(Bounding-box data)
....

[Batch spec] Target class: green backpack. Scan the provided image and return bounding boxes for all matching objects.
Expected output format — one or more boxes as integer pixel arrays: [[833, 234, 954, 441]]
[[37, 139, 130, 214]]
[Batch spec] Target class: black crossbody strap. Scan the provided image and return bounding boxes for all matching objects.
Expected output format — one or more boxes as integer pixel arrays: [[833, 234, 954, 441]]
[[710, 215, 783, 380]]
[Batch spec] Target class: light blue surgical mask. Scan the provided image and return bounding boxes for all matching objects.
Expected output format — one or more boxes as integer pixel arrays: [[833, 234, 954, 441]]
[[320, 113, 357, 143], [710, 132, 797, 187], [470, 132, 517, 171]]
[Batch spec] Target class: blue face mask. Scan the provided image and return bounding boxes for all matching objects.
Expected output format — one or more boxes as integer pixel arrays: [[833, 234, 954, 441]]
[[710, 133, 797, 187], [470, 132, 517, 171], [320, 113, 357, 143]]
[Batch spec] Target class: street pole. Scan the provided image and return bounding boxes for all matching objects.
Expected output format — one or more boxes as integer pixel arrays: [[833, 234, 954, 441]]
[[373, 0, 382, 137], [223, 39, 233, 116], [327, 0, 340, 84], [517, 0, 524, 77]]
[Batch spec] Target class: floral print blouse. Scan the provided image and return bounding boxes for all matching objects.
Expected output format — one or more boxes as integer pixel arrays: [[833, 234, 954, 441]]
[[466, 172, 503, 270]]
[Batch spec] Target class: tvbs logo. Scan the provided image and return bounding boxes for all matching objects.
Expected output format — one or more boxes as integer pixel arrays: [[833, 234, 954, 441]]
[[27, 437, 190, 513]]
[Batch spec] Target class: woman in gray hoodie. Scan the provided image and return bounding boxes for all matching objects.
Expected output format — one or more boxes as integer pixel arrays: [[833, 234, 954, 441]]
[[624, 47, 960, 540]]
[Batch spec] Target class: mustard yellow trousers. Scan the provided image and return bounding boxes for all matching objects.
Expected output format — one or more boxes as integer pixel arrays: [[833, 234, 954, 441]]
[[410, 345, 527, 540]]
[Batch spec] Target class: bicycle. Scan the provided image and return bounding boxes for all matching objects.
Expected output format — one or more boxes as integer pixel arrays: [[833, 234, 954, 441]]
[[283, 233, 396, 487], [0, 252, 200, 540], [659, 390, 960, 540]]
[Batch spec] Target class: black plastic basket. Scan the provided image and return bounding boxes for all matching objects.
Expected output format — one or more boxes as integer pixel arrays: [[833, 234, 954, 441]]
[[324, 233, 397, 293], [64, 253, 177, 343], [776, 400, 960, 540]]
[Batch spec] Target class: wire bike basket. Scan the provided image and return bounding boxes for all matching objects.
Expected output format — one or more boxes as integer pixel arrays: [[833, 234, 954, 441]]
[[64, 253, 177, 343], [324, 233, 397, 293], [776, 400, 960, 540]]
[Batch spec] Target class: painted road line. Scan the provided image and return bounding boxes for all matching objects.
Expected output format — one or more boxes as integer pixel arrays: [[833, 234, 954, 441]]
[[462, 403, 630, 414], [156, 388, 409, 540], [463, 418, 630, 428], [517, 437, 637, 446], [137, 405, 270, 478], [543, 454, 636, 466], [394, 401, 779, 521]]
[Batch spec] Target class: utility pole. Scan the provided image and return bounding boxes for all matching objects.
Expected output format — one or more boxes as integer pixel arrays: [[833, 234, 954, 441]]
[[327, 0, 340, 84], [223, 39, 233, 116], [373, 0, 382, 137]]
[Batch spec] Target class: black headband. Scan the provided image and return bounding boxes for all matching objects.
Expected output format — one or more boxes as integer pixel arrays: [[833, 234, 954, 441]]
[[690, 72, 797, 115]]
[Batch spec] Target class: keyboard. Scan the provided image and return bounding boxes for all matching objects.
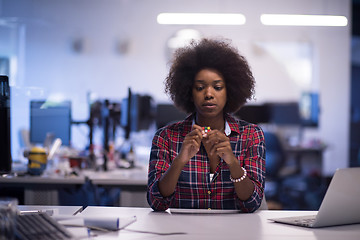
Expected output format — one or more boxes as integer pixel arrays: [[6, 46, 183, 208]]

....

■ INSTRUCTIONS TO FOLLOW ■
Please copy every line of the data above exactly as it appears, leaving out the pictures.

■ ANSWER TO THIS EXERCISE ■
[Batch spec] Target class: green backpack. Scan the provided image and return bounding boxes for all matching objects.
Expected output format — one or more boxes as integer pixel arrays: [[833, 234, 954, 441]]
[[37, 139, 130, 214]]
[Batch spec] Target class: black crossbody strap. Scan the provided image and return bounding boxes for all matching objects.
Expected output format — one or more boxes as integer pixel arrays: [[833, 234, 954, 441]]
[[710, 215, 783, 380]]
[Batch spec] Target class: light blue surgical mask. Scan the provided image and return bounding boxes for all matching objects.
Expected output format — one or more boxes as integer pixel arrays: [[833, 234, 954, 441]]
[[320, 113, 357, 143], [710, 132, 797, 187], [470, 132, 517, 171]]
[Batch spec] Target class: blue face mask. Scan the provided image and return bounding boxes for all matching objects.
Expected output format — one or more boxes as integer pixel arrays: [[833, 234, 954, 441]]
[[710, 133, 797, 187], [470, 132, 517, 171], [320, 113, 357, 143]]
[Batch spec] Target class: street pole. Scan the provided image and return bounding boxes for all matching objects.
Expected output format — one or more boxes as integer pixel arrays: [[833, 234, 954, 441]]
[[373, 0, 382, 137], [223, 39, 233, 116], [327, 0, 340, 84], [517, 0, 524, 77]]
[Batch spec] Target class: floral print blouse. Scan the provided image and return bounding boxes for all matching objects.
Expected output format — one or more boxes as integer pixel arrays: [[833, 234, 954, 441]]
[[466, 172, 503, 270]]
[Batch spec] Target class: tvbs logo. Scan the provided image and return bounding boxes for all matching objects.
Expected output format — one or more boxes as integer pixel arrays: [[833, 234, 954, 441]]
[[27, 437, 190, 513]]
[Batch spec] Target class: woman in gray hoodie. Scan the provided image and return bounding boxes for all matching objects.
Expected output format — one or more boxes as integer pixel arrays: [[833, 234, 954, 441]]
[[624, 47, 960, 540]]
[Batch spec] Target class: mustard yellow trousers. Scan the provided image and return bounding boxes for all matching objects.
Expected output format — one or more boxes as integer pixel arrays: [[833, 234, 954, 441]]
[[410, 345, 527, 540]]
[Batch spec] Target class: bicycle. Scan the provided image and return bounding boxes for all matching objects.
Expected output format — one or more boxes as integer pixel arrays: [[833, 234, 954, 441]]
[[283, 233, 396, 487], [0, 252, 200, 540], [659, 390, 960, 540]]
[Batch spec] Target class: black plastic basket. Scan the provided image and return bounding boxes for all matching objects.
Expected output format — one or more boxes as integer pixel arrays: [[833, 234, 954, 441]]
[[324, 233, 397, 293], [64, 253, 177, 343], [776, 400, 960, 540]]
[Batch spec] Target class: wire bike basket. Scan the provided image and return bounding boxes for all matching objects.
Expected output format — one or more boxes as integer pixel arrays: [[833, 234, 954, 441]]
[[64, 253, 177, 343], [324, 233, 397, 293], [776, 400, 960, 540]]
[Batch spec] Target class: painted road line. Scan the provided image and return bounding boxes for all matching objects.
Expected output format — one or more boxes as integer pixel arrays: [[833, 234, 954, 441]]
[[462, 403, 630, 414], [156, 388, 409, 540], [463, 418, 630, 428], [517, 437, 637, 446], [137, 405, 270, 478], [543, 454, 636, 466], [394, 401, 779, 521]]
[Batch spec] Target class: utility pole. Scan the provided image and return bounding boxes for all matching objects.
Expected output format — one or more boxes as integer pixel arrays: [[833, 234, 954, 441]]
[[327, 0, 340, 84], [223, 39, 233, 116], [373, 0, 382, 137]]
[Batch spec] Target class: black headband. Scan the provided image and return bounding boxes for all matching objects.
Expected output format — one or more boxes as integer pixel arrays: [[833, 234, 954, 441]]
[[690, 72, 797, 115]]
[Batch spec] Target class: keyboard. Scan the provided image and return bounding boxes for all matching objects.
Expected output format — one or more boxes as integer pixel arrays: [[6, 46, 183, 208]]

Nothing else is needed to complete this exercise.